- _About this task_
Restate the whole of the data below word for word, skipping the images.

- _Data extract_
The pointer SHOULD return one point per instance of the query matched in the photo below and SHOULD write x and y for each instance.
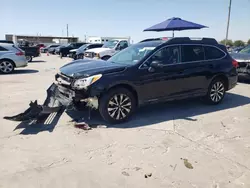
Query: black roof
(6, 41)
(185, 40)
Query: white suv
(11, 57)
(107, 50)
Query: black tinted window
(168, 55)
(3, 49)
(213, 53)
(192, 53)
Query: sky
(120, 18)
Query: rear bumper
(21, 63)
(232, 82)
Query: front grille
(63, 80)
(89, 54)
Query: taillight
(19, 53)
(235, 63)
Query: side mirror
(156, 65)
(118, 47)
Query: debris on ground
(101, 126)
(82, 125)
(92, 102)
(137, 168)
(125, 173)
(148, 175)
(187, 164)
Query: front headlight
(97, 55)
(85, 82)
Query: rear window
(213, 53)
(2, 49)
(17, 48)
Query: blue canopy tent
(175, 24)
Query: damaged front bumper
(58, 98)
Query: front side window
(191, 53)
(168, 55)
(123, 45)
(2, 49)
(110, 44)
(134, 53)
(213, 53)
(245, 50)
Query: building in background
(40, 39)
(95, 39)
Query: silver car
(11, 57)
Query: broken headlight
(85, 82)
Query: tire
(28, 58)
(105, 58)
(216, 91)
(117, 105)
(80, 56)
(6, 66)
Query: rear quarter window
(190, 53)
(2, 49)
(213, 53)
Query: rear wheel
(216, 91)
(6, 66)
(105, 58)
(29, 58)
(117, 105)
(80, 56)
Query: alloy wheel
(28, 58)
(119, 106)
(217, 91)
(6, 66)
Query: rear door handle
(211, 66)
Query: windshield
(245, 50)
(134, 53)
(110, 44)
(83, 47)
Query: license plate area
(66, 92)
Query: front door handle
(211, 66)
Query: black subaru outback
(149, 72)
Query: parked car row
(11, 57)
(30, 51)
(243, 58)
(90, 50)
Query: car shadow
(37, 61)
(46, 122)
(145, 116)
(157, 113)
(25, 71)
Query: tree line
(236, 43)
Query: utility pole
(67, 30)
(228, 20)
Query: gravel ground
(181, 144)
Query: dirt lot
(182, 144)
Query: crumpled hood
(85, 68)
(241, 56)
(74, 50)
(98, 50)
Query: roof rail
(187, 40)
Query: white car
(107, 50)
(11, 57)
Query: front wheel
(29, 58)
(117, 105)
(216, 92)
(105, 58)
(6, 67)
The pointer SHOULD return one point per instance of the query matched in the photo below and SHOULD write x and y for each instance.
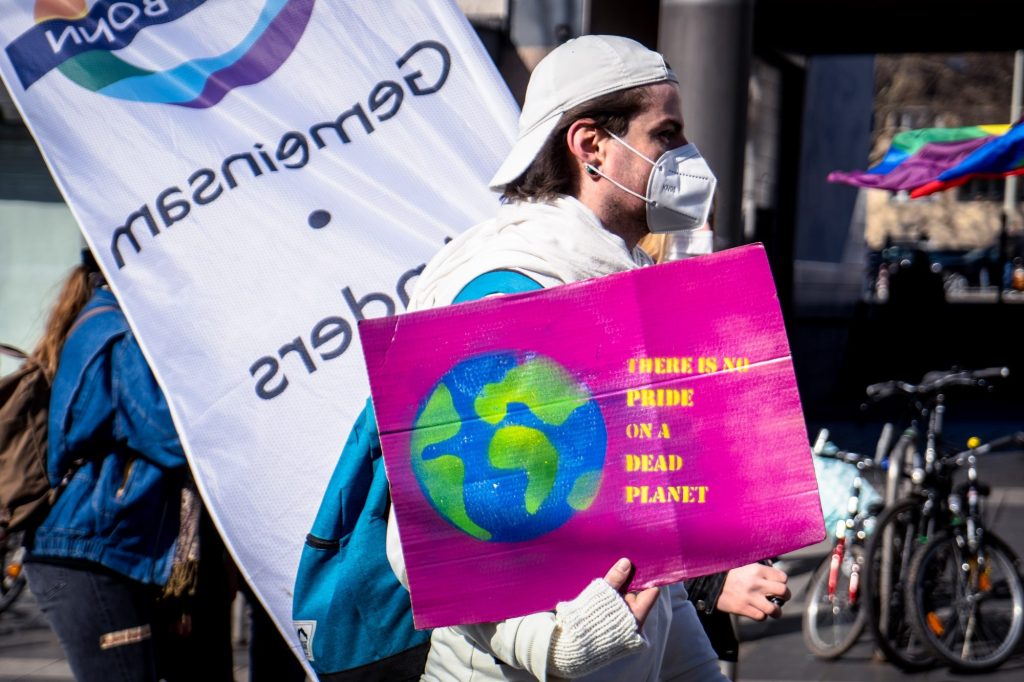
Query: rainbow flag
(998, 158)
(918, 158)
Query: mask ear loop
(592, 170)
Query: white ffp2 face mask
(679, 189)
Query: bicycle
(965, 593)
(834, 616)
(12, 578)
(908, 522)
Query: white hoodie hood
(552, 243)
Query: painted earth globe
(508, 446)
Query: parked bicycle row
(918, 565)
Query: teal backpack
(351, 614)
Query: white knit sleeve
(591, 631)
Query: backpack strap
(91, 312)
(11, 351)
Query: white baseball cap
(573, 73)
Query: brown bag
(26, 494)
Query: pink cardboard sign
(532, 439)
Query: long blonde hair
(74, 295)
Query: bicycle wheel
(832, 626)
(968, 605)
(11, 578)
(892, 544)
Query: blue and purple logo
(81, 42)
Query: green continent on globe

- _Response_
The pointer SHOULD return one point per instance of the query matched in the photo below and SHOULD write x and y for each instance.
Query: black roof
(6, 41)
(185, 40)
Query: white suv
(11, 57)
(107, 50)
Query: black tinted window
(168, 55)
(3, 49)
(213, 53)
(192, 53)
Query: sky
(120, 18)
Query: rear bumper
(21, 63)
(232, 82)
Query: front grille
(63, 80)
(89, 54)
Query: taillight
(19, 53)
(235, 63)
Query: side mirror
(156, 65)
(118, 47)
Query: debris on ground
(101, 126)
(82, 125)
(92, 102)
(137, 168)
(125, 173)
(148, 175)
(187, 164)
Query: front headlight
(97, 55)
(85, 82)
Query: rear window
(213, 53)
(2, 49)
(17, 48)
Query: blue canopy tent
(175, 24)
Query: damaged front bumper
(58, 98)
Query: front side window
(191, 53)
(168, 55)
(123, 45)
(2, 49)
(110, 44)
(134, 53)
(213, 53)
(245, 50)
Query: building in background
(40, 39)
(95, 39)
Query: silver car
(11, 57)
Query: broken headlight
(85, 82)
Query: tire
(28, 58)
(105, 58)
(216, 91)
(117, 105)
(80, 56)
(6, 66)
Query: rear quarter window
(190, 53)
(2, 49)
(213, 53)
Query: rear wheel
(216, 91)
(6, 66)
(105, 58)
(29, 58)
(117, 105)
(80, 56)
Query: alloy wheel
(28, 58)
(119, 106)
(217, 91)
(6, 66)
Query: rear door handle
(211, 66)
Query: windshield
(245, 50)
(134, 53)
(110, 44)
(83, 47)
Query: license plate area
(66, 92)
Query: front door handle
(211, 66)
Query: black subaru outback
(149, 72)
Query: parked car row
(11, 57)
(30, 51)
(243, 58)
(90, 50)
Query: car shadow
(37, 61)
(46, 122)
(145, 116)
(157, 113)
(25, 71)
Query: tree line
(236, 43)
Query: utility pole
(67, 30)
(228, 20)
Query: gravel ground
(181, 144)
Query: dirt lot
(182, 144)
Query: crumpled hood
(85, 68)
(241, 56)
(74, 50)
(98, 50)
Query: roof rail
(187, 40)
Query: white car
(107, 50)
(11, 57)
Query: front wheel
(29, 58)
(117, 105)
(216, 92)
(105, 58)
(6, 67)
The pointer SHOULD return one point per instance of the query matched in the photo below and SHOULD write x and y for each instance.
Query: rainbow flag
(998, 158)
(918, 158)
Query: mask ear loop
(592, 170)
Query: white ffp2 face mask
(679, 189)
Query: bicycle
(965, 593)
(834, 616)
(12, 578)
(908, 522)
Query: white hoodie hood
(552, 243)
Query: painted earth globe
(508, 446)
Query: parked bicycle row
(918, 565)
Query: teal backpack
(351, 614)
Query: white knit sleeve
(591, 631)
Query: backpack strap
(91, 312)
(11, 351)
Query: white baseball cap
(573, 73)
Query: brown bag
(26, 494)
Query: pink cardboard sign
(532, 439)
Query: long blonde hair
(74, 295)
Query: bicycle wheel
(832, 626)
(968, 605)
(11, 578)
(892, 544)
Query: blue and purple logo
(81, 42)
Query: green continent on globe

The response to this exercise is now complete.